| Dataset records |
-*-*-
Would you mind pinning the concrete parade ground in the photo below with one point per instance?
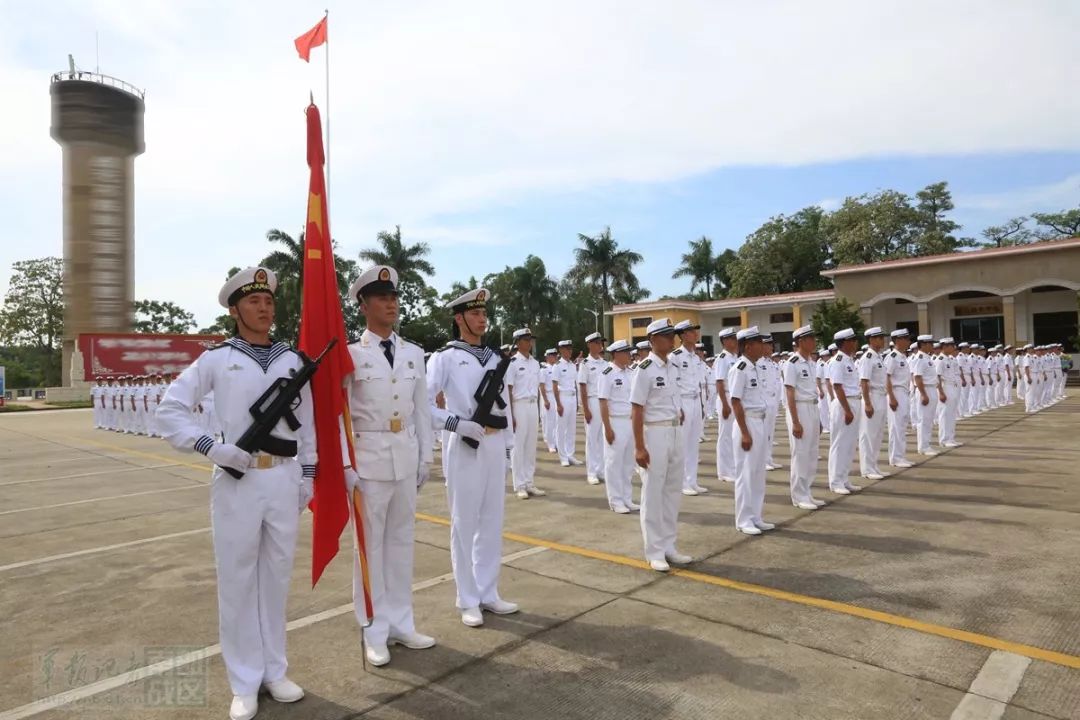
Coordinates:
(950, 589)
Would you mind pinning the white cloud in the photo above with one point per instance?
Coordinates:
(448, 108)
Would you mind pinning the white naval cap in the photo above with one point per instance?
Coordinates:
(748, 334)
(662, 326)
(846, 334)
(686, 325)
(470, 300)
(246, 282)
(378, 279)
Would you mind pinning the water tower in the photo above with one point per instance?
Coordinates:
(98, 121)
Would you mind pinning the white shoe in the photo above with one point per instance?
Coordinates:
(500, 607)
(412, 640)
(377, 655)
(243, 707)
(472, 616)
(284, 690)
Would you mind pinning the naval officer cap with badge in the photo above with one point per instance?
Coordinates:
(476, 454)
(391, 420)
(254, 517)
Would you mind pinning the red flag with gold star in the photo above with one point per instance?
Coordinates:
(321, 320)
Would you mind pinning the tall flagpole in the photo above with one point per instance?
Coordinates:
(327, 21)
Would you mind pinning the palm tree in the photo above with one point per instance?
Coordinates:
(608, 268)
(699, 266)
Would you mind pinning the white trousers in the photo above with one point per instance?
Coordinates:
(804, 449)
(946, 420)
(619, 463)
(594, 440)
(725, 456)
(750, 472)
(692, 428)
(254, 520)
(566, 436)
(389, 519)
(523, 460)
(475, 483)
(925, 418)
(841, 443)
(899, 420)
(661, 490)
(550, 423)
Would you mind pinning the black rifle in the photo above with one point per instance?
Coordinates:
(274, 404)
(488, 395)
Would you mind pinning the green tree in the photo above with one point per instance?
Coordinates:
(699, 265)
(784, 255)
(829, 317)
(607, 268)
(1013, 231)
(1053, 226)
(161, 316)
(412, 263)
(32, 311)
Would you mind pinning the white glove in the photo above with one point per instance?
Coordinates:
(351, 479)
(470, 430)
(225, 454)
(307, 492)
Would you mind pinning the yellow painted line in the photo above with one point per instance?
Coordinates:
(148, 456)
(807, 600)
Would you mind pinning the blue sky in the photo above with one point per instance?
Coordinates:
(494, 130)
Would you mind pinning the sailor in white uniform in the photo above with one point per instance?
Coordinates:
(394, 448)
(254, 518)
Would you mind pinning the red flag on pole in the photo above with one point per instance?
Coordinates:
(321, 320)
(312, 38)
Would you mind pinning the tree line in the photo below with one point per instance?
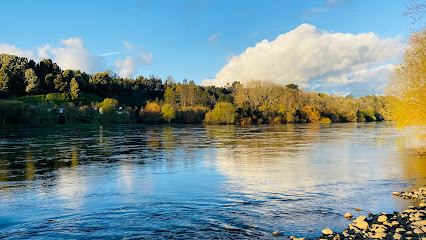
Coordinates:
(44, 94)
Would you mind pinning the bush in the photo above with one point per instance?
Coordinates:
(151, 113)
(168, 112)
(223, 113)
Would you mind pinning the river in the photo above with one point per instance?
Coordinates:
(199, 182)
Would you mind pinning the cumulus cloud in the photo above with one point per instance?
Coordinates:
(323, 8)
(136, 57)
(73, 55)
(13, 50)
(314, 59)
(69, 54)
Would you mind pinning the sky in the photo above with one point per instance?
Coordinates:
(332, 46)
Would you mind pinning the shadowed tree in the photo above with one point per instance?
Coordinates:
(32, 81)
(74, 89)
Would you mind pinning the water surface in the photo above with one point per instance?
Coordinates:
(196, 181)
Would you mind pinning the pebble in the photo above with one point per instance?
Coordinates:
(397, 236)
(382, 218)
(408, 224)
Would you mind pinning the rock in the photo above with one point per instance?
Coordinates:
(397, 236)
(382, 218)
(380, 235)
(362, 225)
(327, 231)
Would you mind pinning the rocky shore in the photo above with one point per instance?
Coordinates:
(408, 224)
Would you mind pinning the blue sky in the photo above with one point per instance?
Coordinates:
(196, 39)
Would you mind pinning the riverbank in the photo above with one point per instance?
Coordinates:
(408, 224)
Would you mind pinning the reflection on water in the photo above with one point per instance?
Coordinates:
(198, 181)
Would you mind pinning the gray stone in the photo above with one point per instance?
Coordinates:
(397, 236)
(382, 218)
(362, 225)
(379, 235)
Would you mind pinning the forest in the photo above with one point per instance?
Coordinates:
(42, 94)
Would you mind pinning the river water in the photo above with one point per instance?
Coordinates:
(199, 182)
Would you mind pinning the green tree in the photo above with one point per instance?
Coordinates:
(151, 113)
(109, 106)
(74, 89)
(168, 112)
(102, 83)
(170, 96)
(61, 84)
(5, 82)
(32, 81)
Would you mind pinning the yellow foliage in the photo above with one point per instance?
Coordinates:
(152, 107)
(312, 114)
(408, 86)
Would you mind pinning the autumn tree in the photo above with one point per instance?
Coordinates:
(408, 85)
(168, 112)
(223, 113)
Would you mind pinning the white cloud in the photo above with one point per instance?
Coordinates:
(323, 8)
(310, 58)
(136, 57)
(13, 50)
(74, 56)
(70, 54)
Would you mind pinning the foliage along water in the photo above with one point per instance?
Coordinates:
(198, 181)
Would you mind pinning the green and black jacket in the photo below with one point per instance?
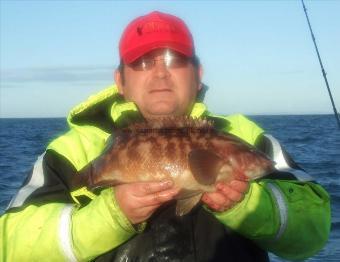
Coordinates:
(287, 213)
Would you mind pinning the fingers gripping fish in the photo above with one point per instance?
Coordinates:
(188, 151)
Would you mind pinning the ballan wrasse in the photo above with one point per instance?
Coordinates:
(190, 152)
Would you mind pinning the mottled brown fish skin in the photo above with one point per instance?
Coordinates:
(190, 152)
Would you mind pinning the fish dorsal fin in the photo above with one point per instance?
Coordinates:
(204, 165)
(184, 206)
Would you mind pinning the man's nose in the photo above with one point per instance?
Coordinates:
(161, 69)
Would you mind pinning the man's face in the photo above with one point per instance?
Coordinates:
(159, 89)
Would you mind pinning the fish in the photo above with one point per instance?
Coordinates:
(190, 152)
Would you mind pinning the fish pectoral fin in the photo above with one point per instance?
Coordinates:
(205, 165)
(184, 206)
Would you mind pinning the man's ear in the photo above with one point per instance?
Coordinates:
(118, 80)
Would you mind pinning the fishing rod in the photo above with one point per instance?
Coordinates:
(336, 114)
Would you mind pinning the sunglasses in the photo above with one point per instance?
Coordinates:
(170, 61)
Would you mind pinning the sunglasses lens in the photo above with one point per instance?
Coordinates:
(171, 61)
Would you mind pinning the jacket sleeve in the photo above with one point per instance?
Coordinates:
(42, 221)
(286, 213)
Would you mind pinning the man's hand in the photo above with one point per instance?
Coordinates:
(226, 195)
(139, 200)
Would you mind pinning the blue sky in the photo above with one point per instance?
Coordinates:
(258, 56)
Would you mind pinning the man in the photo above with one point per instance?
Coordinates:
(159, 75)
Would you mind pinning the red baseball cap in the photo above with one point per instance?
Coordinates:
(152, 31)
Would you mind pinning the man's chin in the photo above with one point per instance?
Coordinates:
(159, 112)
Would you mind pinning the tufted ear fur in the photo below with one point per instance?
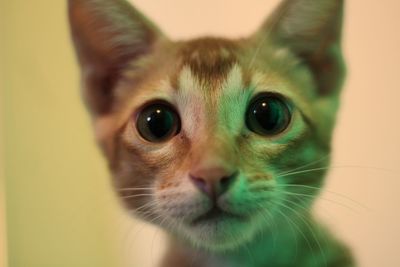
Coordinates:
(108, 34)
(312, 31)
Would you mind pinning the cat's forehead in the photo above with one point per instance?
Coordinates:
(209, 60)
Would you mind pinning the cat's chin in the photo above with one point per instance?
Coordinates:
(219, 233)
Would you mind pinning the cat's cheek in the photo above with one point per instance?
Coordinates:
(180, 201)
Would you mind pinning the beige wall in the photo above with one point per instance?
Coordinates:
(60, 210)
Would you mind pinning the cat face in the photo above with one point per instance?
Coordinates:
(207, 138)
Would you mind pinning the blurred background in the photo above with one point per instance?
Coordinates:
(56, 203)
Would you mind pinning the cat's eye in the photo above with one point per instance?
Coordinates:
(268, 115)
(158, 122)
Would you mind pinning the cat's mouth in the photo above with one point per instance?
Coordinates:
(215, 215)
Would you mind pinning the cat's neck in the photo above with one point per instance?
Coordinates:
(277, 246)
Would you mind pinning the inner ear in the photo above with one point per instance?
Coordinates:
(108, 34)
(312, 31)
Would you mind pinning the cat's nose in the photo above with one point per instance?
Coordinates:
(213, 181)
-*-*-
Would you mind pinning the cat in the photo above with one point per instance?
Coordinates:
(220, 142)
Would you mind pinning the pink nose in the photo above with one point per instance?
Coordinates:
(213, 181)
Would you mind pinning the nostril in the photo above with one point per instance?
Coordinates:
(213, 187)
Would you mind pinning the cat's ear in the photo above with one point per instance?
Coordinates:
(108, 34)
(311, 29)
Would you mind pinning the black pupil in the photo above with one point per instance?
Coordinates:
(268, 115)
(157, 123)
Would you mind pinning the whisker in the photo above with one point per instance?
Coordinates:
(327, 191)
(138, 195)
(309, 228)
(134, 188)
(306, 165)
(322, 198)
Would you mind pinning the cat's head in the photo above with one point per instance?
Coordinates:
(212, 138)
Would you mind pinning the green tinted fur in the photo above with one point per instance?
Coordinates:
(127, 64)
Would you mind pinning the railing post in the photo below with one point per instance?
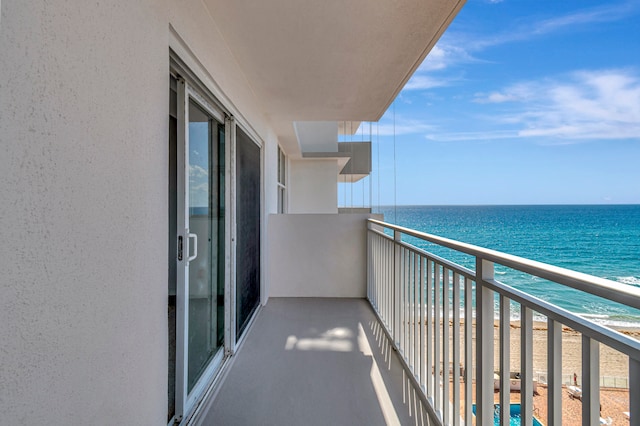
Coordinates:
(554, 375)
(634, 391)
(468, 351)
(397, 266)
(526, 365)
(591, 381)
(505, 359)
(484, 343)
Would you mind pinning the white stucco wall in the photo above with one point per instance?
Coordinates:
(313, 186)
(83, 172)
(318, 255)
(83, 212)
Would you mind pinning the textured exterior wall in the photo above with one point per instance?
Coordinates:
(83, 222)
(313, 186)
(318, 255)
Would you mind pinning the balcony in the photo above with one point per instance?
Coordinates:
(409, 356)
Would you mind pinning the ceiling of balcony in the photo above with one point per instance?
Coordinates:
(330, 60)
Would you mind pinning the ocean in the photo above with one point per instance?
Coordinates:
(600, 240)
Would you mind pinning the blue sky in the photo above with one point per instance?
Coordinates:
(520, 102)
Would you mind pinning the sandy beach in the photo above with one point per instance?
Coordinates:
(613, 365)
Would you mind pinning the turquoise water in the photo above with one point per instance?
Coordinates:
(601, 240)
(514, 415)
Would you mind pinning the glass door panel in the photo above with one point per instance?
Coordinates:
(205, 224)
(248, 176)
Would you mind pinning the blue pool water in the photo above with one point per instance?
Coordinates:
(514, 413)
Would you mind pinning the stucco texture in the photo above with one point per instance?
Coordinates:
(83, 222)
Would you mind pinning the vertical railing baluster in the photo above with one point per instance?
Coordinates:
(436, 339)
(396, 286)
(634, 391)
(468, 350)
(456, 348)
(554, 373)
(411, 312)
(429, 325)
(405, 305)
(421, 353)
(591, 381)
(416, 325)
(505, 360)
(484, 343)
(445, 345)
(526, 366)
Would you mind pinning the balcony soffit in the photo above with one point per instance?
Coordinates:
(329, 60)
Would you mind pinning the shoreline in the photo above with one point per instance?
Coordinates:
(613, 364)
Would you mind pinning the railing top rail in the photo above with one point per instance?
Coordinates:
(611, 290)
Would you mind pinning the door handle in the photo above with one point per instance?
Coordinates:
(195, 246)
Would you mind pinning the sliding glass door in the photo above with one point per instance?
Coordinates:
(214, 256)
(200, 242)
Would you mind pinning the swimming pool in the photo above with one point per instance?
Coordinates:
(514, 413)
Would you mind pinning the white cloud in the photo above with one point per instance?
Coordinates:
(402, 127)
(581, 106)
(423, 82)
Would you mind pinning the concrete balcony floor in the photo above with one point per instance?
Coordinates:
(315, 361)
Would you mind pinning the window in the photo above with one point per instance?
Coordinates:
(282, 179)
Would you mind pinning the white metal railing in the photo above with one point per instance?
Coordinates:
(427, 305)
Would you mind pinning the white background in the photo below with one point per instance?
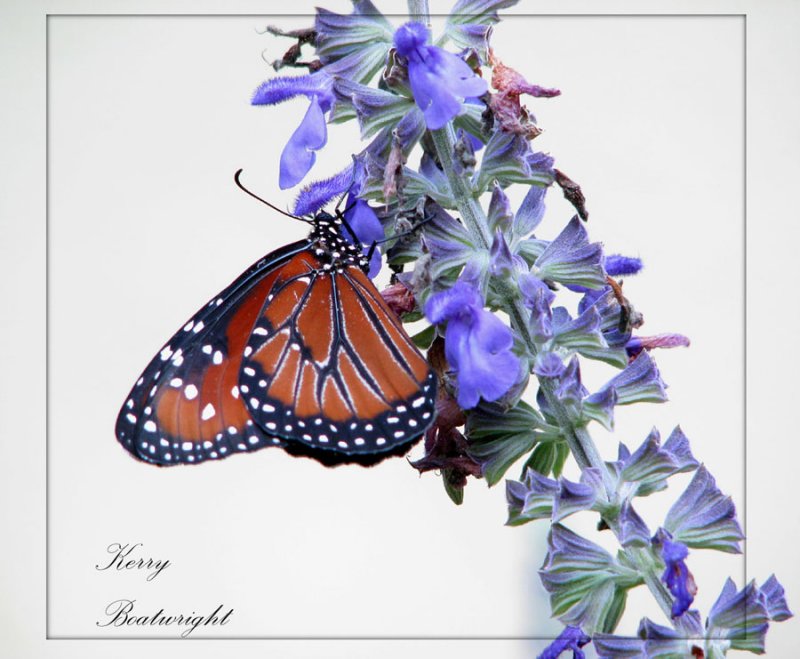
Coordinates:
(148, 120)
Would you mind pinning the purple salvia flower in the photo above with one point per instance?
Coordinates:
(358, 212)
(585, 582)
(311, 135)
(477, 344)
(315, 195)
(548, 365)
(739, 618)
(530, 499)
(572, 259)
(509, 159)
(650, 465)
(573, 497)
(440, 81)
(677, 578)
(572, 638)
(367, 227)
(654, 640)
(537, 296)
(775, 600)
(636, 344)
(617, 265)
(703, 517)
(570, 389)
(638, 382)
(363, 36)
-*-*-
List every line in the rows above that contains the word "naval", matching case exactly.

Would you mind pinning the white naval cap in the photo above with one point per instance?
Would you mind pinning the naval officer cap with badge in the photo above with one point per instance?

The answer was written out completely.